### Consigne donnée
Recopiez mot pour mot le passage de l'article sur les taux de fret maritime qui commence aux mots « Retour vers le » et s'arrête après « la côte Est. ».
##### Extrait du texte #####
« Dans presque tous les marchés, ce qui monte doit aussi redescendre », indique avec le sens du proverbe africain un analyste de la Baltic Exchange, la bourse du fret maritime mondial qui publie plusieurs indices références dans le domaine du transport maritime.
Le « marché », perché au plus haut pendant deux ans, n’avait sans doute pas anticipé un retournement de façon aussi abrupte. Depuis le début du troisième trimestre, il est en chute libre. L’inflation et la récession ont eu raison de l’appétence à consommer avec avidité de ces derniers mois. L’industrie du transport maritime fait face à une hémorragie des taux de fret au comptant, à un changement de cap des taux contractuels tandis que les routes maritimes sont de plus en plus déprimantes.
Retour vers le passé
Les taux de fret entre l'Asie de l'Est et de la Chine vers les États-Unis ont poursuivi leur décrue la semaine dernière et se rapprocheraient désormais des niveaux observés en juin 2020, c'est-à-dire lorsque les prix ont commencé à augmenter pendant la pandémie. Selon l'indice du transitaire numérique Freightos, les tarifs vers la côte ouest sont 85 % moins élevés que l'année dernière à la même époque et de 66 % inférieurs à leur niveau d’octobre 2021 pour la côte Est.
« Les tarifs sont seulement 5 % plus élevés qu'en octobre 2018, lorsque les importateurs cherchaient à anticiper l’entrée en vigueur des tarifs douaniers sur les marchandises chinoises en janvier 2019 », renvoie Judah Levine, responsable de la recherche chez Freightos, qui fait allusion à la guerre tarifaire entre l’administration américaine de Donald Trump, parti en guerre contre Pékin.
Xeneta, qui établit son indice en croisant les taux de fret contractuels relevés auprès des principaux chargeurs mondiaux, fait état du même constat. Dans son dernier relevé, arrêté au 5 octobre, les tarifs, qui atteignaient 9 000 $/FEU en mai sur la route transpacifique, se sont effondrés à 3 000 $, avec une chute de 500 $ pour le seul 1er octobre (les nouveaux taux mensuels ayant remplacé les prix de septembre).
« Le marché se retourne plus vite que prévu », reconnait Peter Sand, analyste en chef de Xeneta. « Les chargeurs peuvent désormais transporter trois conteneurs de 40 pieds pour le prix qu'ils payaient pour un seul il y a seulement quelques mois. »
Jusqu’où…
Pour la 32e semaine consécutive, le Drewry World Container Index, publié jeudi dernier, faisait état d’une baisse. Le transport d’un conteneur de 40 pieds a plongé sous les 4 000 $ (3 688,75 $) pour la première fois depuis décembre 2020 reflétant le repli de la plupart des indices de conteneurs, qu'ils soient spot, à long terme ou affrétés. L’indice, qui tient lieu de référence mondiale, s’établissait à 10 377 $ observé en septembre 2021. Aussi spectaculaire que soit la chute, les tarifs restent à des niveaux encore bien rentables si on les compare à octobre 2019. Les taux spot s’affichaient alors à 1 300 $ pour le transport d’une boîte de 40 pieds.
##### Données fournies #####
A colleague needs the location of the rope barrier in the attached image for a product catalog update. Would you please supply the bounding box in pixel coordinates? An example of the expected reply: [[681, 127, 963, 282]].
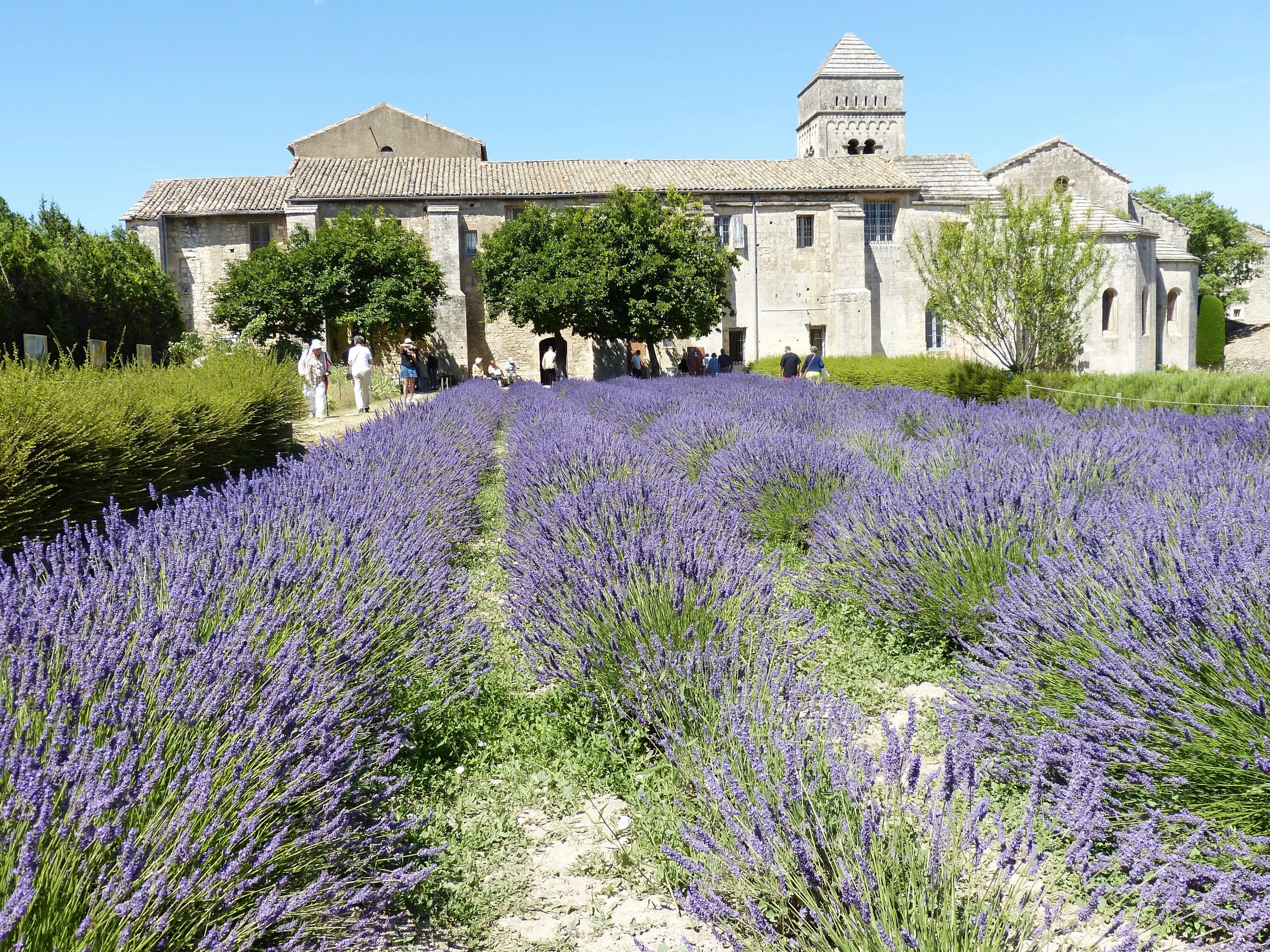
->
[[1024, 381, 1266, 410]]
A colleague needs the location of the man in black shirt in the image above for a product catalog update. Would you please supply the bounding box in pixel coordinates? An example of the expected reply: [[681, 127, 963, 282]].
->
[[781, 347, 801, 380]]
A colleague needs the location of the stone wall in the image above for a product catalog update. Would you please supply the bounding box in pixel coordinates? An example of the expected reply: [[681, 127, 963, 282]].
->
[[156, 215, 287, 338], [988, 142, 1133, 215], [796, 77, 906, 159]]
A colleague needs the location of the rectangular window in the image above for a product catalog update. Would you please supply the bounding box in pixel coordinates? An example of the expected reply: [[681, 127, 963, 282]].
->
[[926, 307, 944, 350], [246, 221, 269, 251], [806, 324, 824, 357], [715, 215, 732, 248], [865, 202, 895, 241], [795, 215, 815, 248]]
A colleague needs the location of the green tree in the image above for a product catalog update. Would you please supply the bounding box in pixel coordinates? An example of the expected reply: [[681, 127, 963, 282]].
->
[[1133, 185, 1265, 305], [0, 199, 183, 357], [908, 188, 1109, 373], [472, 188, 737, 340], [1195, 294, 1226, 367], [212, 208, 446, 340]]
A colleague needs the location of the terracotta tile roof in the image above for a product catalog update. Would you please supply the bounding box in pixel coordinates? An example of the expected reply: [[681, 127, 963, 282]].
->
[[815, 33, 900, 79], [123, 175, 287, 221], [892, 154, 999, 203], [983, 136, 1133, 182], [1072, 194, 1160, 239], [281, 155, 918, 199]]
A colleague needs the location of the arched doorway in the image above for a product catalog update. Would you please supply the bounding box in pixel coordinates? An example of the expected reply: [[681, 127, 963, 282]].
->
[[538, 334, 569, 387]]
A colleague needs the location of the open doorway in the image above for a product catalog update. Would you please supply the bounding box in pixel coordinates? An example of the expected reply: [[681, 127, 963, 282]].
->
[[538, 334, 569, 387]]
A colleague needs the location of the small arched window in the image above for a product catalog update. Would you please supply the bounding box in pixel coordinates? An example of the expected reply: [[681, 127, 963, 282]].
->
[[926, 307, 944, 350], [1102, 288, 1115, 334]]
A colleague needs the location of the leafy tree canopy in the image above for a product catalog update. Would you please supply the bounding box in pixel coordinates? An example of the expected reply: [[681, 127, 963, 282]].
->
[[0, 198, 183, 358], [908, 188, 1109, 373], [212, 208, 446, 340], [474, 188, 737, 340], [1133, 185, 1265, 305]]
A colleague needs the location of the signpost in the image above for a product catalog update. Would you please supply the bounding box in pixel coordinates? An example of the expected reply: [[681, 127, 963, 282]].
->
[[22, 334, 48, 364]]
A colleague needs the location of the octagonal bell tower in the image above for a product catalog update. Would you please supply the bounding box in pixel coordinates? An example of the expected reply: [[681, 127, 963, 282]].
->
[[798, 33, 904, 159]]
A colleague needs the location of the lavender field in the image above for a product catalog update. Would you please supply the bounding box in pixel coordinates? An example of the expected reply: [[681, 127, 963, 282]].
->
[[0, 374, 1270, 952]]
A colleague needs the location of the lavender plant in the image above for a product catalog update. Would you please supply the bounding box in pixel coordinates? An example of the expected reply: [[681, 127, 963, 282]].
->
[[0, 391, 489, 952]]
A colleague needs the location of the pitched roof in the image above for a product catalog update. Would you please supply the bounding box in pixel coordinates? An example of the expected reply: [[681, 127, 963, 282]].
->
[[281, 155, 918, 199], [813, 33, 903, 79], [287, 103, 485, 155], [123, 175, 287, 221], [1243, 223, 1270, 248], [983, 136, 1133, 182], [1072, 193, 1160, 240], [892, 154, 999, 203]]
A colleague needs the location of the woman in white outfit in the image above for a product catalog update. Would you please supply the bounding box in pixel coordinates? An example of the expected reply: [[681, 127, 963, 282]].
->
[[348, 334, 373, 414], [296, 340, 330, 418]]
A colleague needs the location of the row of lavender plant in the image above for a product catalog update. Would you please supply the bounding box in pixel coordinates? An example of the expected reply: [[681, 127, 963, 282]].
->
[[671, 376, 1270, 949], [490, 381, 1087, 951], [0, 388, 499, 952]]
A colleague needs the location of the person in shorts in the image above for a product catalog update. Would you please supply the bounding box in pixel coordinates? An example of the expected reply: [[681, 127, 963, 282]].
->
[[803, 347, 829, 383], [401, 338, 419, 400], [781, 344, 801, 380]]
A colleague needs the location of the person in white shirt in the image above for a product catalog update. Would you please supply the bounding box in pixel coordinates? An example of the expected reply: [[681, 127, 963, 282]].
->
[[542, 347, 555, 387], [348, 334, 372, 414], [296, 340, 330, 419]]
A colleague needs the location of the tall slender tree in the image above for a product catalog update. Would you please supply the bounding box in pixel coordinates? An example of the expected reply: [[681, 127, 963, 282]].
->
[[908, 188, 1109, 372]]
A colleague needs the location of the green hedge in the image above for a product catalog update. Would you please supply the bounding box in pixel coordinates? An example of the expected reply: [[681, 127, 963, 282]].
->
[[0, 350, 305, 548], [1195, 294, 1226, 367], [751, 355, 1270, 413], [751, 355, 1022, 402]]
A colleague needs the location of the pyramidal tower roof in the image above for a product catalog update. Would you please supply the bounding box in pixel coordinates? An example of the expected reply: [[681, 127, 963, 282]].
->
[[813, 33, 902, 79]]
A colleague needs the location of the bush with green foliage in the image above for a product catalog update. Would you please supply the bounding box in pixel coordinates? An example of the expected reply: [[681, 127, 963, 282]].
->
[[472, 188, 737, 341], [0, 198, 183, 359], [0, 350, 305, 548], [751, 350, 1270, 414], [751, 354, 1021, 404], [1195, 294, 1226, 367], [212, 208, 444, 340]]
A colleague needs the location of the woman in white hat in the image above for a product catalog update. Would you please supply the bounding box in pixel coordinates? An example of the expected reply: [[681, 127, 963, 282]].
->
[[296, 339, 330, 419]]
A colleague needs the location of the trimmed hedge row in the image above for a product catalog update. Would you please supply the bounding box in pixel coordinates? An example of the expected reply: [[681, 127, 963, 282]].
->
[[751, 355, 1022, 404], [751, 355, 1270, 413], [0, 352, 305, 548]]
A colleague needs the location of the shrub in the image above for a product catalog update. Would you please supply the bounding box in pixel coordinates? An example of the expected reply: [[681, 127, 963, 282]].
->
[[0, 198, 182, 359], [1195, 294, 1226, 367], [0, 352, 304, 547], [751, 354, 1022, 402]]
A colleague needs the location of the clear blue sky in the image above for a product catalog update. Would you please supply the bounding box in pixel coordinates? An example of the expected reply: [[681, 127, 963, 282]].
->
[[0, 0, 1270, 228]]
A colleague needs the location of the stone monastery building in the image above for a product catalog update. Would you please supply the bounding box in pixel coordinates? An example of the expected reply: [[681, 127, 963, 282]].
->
#####
##### Données fournies #####
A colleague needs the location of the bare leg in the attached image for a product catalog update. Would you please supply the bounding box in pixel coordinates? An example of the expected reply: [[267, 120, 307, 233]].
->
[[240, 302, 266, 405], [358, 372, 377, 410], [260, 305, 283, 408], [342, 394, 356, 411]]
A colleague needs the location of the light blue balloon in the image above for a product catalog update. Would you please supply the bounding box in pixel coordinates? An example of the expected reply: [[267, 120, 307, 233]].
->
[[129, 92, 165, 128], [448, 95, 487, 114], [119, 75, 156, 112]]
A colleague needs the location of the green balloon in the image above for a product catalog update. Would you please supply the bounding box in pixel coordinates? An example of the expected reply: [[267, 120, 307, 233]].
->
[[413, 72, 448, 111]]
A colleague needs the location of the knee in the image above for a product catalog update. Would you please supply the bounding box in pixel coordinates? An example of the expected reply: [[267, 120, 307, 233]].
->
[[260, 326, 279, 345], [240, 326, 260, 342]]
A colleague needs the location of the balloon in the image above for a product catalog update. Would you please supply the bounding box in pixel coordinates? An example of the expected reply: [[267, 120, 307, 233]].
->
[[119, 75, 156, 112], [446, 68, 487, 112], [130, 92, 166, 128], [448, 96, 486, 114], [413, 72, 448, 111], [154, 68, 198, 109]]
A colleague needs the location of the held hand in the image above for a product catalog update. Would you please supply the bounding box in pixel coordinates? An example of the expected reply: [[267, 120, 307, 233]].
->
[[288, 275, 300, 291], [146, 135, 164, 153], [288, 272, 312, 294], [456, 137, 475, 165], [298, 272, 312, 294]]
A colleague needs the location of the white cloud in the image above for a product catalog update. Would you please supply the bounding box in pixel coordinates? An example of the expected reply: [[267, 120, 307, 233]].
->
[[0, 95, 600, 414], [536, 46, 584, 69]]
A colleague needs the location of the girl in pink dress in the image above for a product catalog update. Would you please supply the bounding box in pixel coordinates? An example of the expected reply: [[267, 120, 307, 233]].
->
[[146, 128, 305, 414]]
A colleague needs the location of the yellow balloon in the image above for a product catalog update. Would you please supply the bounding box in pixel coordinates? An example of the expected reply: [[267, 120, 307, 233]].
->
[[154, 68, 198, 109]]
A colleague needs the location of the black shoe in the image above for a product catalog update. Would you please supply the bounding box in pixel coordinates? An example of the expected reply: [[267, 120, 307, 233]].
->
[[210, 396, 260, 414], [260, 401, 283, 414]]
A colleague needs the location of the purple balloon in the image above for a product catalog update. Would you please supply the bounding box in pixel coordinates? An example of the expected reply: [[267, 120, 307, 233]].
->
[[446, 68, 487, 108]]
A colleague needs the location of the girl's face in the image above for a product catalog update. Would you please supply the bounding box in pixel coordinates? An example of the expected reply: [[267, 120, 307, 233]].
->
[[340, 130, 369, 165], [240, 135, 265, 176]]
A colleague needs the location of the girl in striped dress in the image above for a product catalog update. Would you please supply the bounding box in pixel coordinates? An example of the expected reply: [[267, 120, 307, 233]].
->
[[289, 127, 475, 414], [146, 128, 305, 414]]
#####
##### Données fournies #####
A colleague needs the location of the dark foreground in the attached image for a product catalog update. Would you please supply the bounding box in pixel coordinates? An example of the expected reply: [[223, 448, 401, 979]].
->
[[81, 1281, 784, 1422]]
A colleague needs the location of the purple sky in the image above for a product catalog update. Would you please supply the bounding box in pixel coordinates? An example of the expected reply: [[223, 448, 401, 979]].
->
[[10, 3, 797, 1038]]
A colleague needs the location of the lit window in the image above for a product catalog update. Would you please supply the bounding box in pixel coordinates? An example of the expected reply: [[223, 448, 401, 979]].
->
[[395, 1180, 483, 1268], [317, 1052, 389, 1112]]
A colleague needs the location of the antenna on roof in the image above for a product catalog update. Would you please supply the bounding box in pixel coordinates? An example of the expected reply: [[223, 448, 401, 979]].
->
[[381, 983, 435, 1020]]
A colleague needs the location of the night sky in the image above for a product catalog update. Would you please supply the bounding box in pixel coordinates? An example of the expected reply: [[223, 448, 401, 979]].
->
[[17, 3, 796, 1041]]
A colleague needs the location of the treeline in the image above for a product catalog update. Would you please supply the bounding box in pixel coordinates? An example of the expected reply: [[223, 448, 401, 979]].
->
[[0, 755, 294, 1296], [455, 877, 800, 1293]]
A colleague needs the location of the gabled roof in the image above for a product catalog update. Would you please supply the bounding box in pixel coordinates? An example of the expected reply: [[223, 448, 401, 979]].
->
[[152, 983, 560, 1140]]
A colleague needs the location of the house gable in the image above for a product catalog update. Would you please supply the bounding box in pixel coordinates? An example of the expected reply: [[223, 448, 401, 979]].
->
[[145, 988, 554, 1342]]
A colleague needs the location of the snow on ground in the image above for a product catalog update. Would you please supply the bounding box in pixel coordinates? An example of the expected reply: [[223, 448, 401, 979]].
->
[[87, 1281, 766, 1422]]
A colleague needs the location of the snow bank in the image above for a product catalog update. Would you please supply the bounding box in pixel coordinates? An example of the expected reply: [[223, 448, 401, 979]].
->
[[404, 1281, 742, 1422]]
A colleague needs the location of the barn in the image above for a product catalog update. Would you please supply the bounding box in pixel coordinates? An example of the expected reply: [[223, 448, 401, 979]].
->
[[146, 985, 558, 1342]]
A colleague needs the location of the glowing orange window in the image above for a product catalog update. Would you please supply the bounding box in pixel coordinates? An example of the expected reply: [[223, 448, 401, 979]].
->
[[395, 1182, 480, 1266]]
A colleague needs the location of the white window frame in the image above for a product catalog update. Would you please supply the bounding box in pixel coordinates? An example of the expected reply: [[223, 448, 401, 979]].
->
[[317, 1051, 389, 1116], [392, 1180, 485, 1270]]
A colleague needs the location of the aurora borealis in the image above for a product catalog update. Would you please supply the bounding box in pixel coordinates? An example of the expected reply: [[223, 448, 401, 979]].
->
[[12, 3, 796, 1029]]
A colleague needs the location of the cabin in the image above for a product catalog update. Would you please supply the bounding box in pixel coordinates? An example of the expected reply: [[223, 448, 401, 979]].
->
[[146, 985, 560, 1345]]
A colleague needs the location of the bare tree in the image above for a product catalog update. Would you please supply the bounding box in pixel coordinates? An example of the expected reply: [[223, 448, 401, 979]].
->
#####
### Résultat obtenu
Retour vers le passé
Les taux de fret entre l'Asie de l'Est et de la Chine vers les États-Unis ont poursuivi leur décrue la semaine dernière et se rapprocheraient désormais des niveaux observés en juin 2020, c'est-à-dire lorsque les prix ont commencé à augmenter pendant la pandémie. Selon l'indice du transitaire numérique Freightos, les tarifs vers la côte ouest sont 85 % moins élevés que l'année dernière à la même époque et de 66 % inférieurs à leur niveau d’octobre 2021 pour la côte Est.